-- START DATASET ROWS --

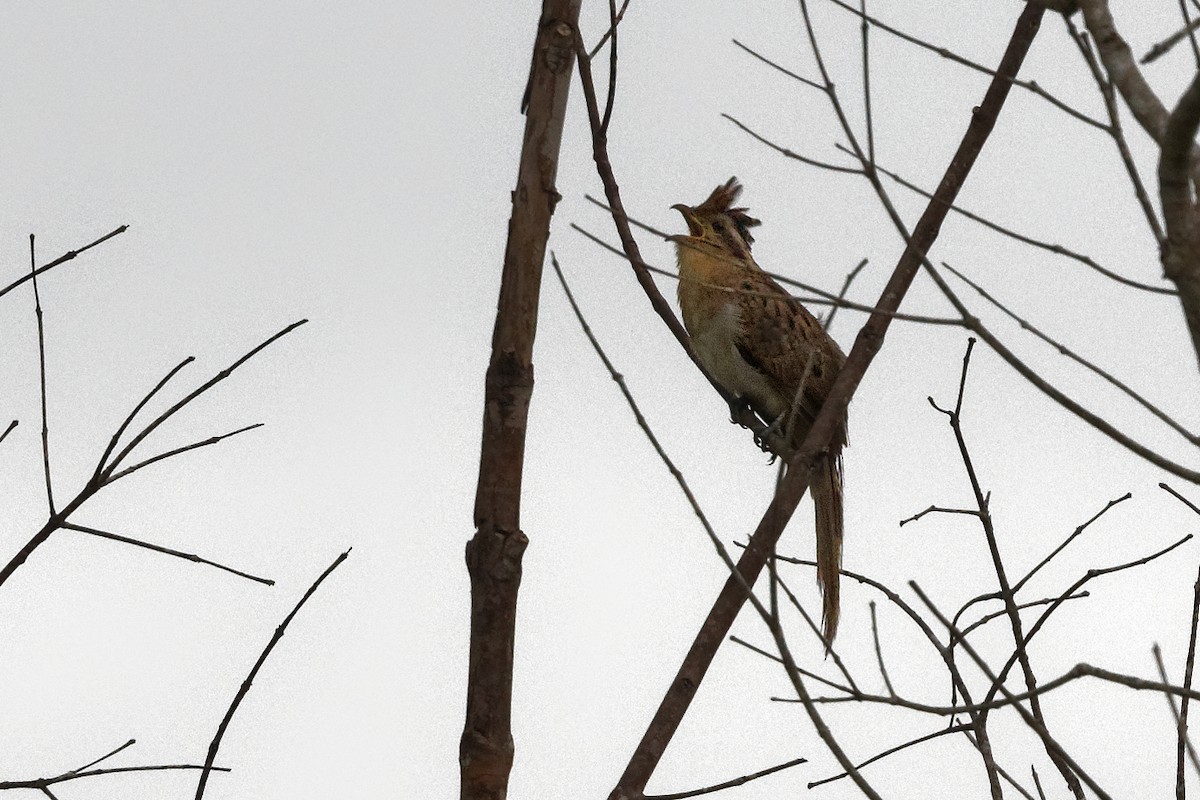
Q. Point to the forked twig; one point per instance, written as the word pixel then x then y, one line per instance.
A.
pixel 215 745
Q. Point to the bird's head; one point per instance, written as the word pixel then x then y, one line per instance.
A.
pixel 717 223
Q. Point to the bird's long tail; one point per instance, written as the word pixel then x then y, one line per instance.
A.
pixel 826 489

-- END DATASET ROWS --

## [REQUIREMENTS]
Copy everything from the line containing "Q. Point to the bird's long" down to the last line of the listing, word for word.

## [THE REPLY]
Q. Point to the bird's long tail; one point per instance, written as the word pixel then x then y, one line per instance.
A.
pixel 826 489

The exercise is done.